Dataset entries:
= Beginning of Section =

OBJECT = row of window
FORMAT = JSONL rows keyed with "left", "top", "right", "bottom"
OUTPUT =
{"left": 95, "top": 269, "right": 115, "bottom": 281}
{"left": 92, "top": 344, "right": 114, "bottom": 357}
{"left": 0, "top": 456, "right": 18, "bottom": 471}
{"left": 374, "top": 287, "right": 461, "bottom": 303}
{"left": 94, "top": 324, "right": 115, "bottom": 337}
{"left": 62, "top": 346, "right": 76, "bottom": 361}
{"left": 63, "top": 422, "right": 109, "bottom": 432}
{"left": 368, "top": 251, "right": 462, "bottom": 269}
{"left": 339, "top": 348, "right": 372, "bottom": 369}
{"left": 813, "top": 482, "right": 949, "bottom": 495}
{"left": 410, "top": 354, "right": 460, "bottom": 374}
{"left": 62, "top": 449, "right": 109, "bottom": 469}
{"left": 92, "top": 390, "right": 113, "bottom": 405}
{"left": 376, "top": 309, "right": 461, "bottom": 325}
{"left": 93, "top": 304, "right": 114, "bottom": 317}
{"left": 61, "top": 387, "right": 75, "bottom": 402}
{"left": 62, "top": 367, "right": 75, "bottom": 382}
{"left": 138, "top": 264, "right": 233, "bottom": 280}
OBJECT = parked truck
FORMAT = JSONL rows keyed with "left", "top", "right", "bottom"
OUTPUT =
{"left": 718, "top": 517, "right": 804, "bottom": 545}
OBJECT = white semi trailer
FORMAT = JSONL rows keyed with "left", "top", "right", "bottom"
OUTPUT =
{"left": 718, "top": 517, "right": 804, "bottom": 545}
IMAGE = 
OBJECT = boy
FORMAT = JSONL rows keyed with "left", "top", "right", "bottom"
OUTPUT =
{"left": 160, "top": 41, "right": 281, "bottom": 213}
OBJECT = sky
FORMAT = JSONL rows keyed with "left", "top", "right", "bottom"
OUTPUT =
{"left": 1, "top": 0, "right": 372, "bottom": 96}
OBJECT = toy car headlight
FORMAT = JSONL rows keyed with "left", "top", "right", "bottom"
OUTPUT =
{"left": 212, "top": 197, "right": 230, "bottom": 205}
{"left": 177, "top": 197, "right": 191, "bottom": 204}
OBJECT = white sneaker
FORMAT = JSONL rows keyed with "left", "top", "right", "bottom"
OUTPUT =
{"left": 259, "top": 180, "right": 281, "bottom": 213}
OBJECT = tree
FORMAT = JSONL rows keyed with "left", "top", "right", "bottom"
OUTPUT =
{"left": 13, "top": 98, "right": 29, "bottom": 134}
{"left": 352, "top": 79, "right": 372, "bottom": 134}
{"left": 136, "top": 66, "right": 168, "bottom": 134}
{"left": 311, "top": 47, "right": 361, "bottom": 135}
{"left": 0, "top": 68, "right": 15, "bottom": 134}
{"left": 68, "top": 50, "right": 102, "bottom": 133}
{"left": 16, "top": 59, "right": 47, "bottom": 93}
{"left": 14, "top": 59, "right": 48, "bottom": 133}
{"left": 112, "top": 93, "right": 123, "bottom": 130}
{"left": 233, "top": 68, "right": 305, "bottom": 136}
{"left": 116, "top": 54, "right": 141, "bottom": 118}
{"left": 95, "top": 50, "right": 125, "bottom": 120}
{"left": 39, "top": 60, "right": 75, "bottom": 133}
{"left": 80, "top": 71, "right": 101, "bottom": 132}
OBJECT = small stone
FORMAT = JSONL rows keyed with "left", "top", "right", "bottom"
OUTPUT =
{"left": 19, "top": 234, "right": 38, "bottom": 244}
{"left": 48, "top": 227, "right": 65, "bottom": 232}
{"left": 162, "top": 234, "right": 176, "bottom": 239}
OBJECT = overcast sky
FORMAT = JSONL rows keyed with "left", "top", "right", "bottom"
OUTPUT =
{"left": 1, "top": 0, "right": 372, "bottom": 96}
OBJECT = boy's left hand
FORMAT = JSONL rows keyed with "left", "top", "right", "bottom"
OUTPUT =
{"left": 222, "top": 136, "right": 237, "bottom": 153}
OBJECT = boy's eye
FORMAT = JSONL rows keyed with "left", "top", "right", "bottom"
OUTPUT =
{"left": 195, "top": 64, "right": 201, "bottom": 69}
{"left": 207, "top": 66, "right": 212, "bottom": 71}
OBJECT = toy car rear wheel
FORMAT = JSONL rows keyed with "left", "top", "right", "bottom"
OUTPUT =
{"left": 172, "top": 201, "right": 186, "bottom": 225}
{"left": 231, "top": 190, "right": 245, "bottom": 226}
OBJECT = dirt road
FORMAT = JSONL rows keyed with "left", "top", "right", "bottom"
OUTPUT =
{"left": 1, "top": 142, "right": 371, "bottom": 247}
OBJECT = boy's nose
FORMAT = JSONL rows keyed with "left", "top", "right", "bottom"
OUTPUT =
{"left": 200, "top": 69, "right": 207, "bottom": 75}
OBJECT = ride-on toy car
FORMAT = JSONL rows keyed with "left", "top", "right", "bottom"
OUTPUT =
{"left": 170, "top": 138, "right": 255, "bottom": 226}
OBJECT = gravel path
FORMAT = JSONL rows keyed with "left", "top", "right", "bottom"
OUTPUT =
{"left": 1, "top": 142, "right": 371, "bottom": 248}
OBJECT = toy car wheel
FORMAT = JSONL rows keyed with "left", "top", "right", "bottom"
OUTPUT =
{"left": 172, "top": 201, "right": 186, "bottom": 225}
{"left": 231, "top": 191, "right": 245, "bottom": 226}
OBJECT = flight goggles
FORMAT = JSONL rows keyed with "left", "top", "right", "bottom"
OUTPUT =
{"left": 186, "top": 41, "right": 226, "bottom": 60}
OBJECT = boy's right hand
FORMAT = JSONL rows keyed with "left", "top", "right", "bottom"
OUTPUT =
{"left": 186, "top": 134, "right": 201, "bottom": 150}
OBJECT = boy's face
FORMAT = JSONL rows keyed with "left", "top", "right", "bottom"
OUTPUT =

= End of Section =

Exercise prompt: How many lines above contain the word "wheel"? Reply with only the number.

Answer box: 2